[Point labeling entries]

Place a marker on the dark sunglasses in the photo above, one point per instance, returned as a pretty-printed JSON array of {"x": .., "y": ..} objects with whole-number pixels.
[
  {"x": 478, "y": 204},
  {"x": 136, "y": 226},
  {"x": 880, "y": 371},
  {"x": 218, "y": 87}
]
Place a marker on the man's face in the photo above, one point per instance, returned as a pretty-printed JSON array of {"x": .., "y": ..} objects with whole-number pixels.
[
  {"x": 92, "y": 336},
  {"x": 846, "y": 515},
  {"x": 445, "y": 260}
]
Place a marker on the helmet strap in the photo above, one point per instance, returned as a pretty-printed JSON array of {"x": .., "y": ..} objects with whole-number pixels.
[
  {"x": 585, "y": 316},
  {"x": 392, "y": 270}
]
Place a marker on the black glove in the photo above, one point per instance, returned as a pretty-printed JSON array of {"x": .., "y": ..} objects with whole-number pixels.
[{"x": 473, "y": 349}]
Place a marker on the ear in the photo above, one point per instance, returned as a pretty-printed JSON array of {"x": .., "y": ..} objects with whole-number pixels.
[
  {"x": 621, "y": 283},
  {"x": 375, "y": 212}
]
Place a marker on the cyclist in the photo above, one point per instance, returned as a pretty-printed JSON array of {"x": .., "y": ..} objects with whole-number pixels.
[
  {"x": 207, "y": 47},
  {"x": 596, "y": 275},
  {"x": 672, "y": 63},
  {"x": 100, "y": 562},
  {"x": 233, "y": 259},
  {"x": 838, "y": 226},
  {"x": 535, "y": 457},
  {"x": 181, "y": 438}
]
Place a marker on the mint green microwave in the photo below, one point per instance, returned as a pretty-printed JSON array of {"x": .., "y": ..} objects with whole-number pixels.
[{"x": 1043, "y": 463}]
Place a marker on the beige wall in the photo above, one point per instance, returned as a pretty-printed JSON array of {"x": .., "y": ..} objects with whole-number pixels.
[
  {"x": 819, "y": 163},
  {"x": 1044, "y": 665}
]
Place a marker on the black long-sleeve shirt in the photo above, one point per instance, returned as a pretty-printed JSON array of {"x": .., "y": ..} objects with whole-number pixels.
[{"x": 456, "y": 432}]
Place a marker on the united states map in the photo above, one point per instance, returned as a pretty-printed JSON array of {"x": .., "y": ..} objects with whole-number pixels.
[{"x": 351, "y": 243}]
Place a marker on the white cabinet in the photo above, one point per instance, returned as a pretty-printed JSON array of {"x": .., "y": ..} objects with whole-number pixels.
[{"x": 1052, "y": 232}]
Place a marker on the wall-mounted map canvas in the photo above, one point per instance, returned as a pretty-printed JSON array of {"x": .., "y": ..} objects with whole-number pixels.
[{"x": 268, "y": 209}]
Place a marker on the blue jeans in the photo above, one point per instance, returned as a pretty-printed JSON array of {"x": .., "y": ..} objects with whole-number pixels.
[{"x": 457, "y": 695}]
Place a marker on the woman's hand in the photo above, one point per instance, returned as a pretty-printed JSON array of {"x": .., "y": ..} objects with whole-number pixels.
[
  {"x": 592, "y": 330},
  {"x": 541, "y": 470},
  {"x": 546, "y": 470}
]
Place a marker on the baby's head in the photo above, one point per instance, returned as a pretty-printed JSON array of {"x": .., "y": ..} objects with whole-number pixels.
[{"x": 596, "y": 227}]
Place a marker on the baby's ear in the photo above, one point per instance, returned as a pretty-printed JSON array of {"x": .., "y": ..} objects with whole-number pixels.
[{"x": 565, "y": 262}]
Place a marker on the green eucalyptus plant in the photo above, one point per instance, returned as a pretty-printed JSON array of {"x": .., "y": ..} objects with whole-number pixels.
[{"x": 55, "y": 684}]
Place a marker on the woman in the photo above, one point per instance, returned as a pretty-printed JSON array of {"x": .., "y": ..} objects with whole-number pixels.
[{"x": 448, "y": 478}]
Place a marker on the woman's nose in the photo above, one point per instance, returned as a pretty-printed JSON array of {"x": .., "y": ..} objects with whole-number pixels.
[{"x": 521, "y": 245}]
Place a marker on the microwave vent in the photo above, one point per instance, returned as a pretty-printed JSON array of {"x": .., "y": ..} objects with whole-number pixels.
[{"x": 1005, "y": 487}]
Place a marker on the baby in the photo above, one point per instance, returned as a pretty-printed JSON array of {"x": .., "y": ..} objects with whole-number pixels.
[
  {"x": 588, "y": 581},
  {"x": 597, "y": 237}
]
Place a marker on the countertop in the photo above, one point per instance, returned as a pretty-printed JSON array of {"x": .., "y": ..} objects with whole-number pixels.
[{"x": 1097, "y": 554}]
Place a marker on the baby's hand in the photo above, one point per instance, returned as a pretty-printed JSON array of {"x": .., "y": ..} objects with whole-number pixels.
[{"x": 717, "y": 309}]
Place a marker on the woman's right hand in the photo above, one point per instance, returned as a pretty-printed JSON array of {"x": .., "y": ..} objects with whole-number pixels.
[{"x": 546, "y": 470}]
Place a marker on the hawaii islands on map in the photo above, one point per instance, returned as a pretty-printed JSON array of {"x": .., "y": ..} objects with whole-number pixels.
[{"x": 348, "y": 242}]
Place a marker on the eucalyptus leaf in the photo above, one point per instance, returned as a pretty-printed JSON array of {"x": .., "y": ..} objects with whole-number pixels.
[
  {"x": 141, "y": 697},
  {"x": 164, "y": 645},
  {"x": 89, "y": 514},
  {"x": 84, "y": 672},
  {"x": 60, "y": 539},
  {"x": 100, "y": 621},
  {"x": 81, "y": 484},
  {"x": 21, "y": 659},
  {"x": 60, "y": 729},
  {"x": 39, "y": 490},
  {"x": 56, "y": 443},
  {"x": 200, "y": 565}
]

* [Task]: Please give the lines of the entries above as a JSON list of strings, one string per line, leaving out any blank lines.

* [The answer]:
[
  "Place a marker on the dark sunglasses in the photo above, one point per instance, returned as a pretty-printed JSON array of {\"x\": .., \"y\": ..} objects with whole-number pixels.",
  "[",
  "  {\"x\": 478, \"y\": 204},",
  "  {\"x\": 136, \"y\": 226},",
  "  {\"x\": 880, \"y\": 371},",
  "  {\"x\": 218, \"y\": 87}",
  "]",
  "Place a marker on the man's face in the photo above, one point per instance, returned as a pretty-printed JSON array of {\"x\": .., \"y\": ..} objects with whole-number pixels.",
  "[",
  "  {\"x\": 92, \"y\": 336},",
  "  {\"x\": 846, \"y\": 515},",
  "  {\"x\": 445, \"y\": 260}",
  "]",
  "Place a marker on the helmet strap in the photo above, one point per instance, returned as a pretty-printed JSON array of {\"x\": .., \"y\": ..} objects with whole-number pixels.",
  "[",
  "  {\"x\": 585, \"y\": 316},",
  "  {\"x\": 392, \"y\": 270}",
  "]",
  "Place a marker on the black glove in the photo above, one point per instance, returned as a pretty-printed JSON array of {\"x\": .., \"y\": ..} objects with whole-number pixels.",
  "[{\"x\": 473, \"y\": 349}]",
  "Place a marker on the ear in the photo above, one point per instance, returned as a pretty-printed JSON array of {\"x\": .., \"y\": ..} objects with whole-number pixels.",
  "[",
  "  {\"x\": 621, \"y\": 283},",
  "  {\"x\": 375, \"y\": 212}",
  "]",
  "Place a marker on the cyclist in the photo above, one point per instance, returned as a pretty-printed JSON array of {\"x\": .., \"y\": ..} objects with whole-number pixels.",
  "[",
  "  {\"x\": 207, \"y\": 47},",
  "  {\"x\": 596, \"y\": 275},",
  "  {\"x\": 672, \"y\": 63},",
  "  {\"x\": 100, \"y\": 562},",
  "  {\"x\": 233, \"y\": 259},",
  "  {\"x\": 838, \"y\": 226},",
  "  {\"x\": 535, \"y\": 457},",
  "  {\"x\": 181, \"y\": 438}",
  "]",
  "Place a marker on the mint green microwave in the photo below, one point per instance, returned as a pretty-printed JSON array of {\"x\": .., \"y\": ..} objects with whole-number pixels.",
  "[{\"x\": 1043, \"y\": 463}]",
  "Place a marker on the beige wall in the photo above, one point per instance, returned as a pretty-printed JSON array of {\"x\": .., \"y\": ..} objects with whole-number pixels.",
  "[",
  "  {\"x\": 819, \"y\": 163},",
  "  {\"x\": 1044, \"y\": 665}",
  "]",
  "Place a marker on the black long-sleeve shirt in the photo above, one point per instance, returned as a pretty-printed JSON array of {\"x\": .., \"y\": ..} objects with whole-number pixels.",
  "[{\"x\": 456, \"y\": 432}]",
  "Place a marker on the united states map in the photo above, one point per instance, returned as a pretty-printed JSON array of {\"x\": .., \"y\": ..} objects with whole-number pixels.",
  "[{\"x\": 351, \"y\": 243}]",
  "Place a marker on the white cabinet in the photo above, one point per instance, returned as a pretty-printed JSON array of {\"x\": .., \"y\": ..} objects with whole-number pixels.",
  "[{\"x\": 1052, \"y\": 232}]",
  "Place a marker on the wall-mounted map canvas in the photo above, one point per instance, returned as a pretty-printed JSON array of {\"x\": .., \"y\": ..} objects with whole-number pixels.",
  "[{\"x\": 268, \"y\": 209}]",
  "Place a marker on the blue jeans in the photo above, one point per instance, returned as a pretty-printed JSON array of {\"x\": .., \"y\": ..} objects with whole-number pixels.",
  "[{\"x\": 457, \"y\": 695}]",
  "Place a marker on the woman's hand in the photo above, one point per instance, returned as a pretty-printed JSON array of {\"x\": .., \"y\": ..} objects with whole-number pixels.",
  "[",
  "  {\"x\": 592, \"y\": 330},",
  "  {\"x\": 541, \"y\": 470},",
  "  {\"x\": 546, \"y\": 470}",
  "]",
  "Place a marker on the baby's head in the photo above, one point per instance, returned as a pretty-printed JSON array of {\"x\": .., \"y\": ..} objects with whole-number pixels.",
  "[{\"x\": 596, \"y\": 227}]",
  "Place a marker on the baby's ear in the photo above, one point per instance, returned as a pretty-printed JSON array of {\"x\": .., \"y\": ..} objects with whole-number pixels.",
  "[{\"x\": 565, \"y\": 262}]",
  "Place a marker on the green eucalyptus plant in the photo above, one point per instance, returned as a pretty-printed JSON array of {\"x\": .., \"y\": ..} objects with whole-number pixels.",
  "[{\"x\": 55, \"y\": 684}]",
  "Place a marker on the woman in the photo above, one point per instance, returned as a pretty-printed JSON array of {\"x\": .., \"y\": ..} objects with whole-number pixels.",
  "[{\"x\": 448, \"y\": 478}]",
  "Place a marker on the woman's nose in the photo above, one point per instance, returned as a pretty-printed JSON array of {\"x\": .., \"y\": ..} objects with whole-number pixels.",
  "[{\"x\": 521, \"y\": 245}]",
  "Place a marker on the microwave vent in the photo above, one point per instance, returned as a pretty-printed JSON array of {\"x\": .., \"y\": ..} objects with whole-number pixels.",
  "[{\"x\": 1005, \"y\": 487}]",
  "Place a marker on the baby in the photo above, one point per instance, returned as a pretty-printed JSON array of {\"x\": .., \"y\": ..} objects with whole-number pixels.",
  "[",
  "  {\"x\": 588, \"y\": 581},",
  "  {\"x\": 597, \"y\": 237}",
  "]",
  "Place a marker on the countertop in the photo above, one point per instance, returned as a pretty-printed JSON array of {\"x\": .., \"y\": ..} objects with whole-number pixels.",
  "[{\"x\": 1097, \"y\": 554}]",
  "Place a marker on the baby's hand in the photo above, one point per instance, returned as a pretty-printed JSON array of {\"x\": .., \"y\": ..} objects with whole-number pixels.",
  "[{\"x\": 717, \"y\": 309}]",
  "Place a marker on the woman's right hand in the photo above, one point per instance, returned as a pretty-printed JSON array of {\"x\": .., \"y\": ..} objects with whole-number pixels.",
  "[{\"x\": 546, \"y\": 470}]",
  "Place a marker on the hawaii islands on map in the photo above, one point per instance, returned as a pretty-printed JSON array of {\"x\": .., \"y\": ..} objects with whole-number pixels.",
  "[{\"x\": 348, \"y\": 242}]",
  "Place a marker on the eucalyptus leaf in the photo above, one point per instance, returned as a pretty-printed JSON array of {\"x\": .., \"y\": ..} objects with whole-number pixels.",
  "[",
  "  {\"x\": 141, \"y\": 697},",
  "  {\"x\": 164, \"y\": 645},",
  "  {\"x\": 89, \"y\": 514},",
  "  {\"x\": 84, \"y\": 672},",
  "  {\"x\": 60, \"y\": 539},",
  "  {\"x\": 100, \"y\": 621},",
  "  {\"x\": 81, \"y\": 484},",
  "  {\"x\": 21, \"y\": 659},",
  "  {\"x\": 60, \"y\": 729},",
  "  {\"x\": 39, \"y\": 490},",
  "  {\"x\": 56, \"y\": 443},",
  "  {\"x\": 200, \"y\": 565}",
  "]"
]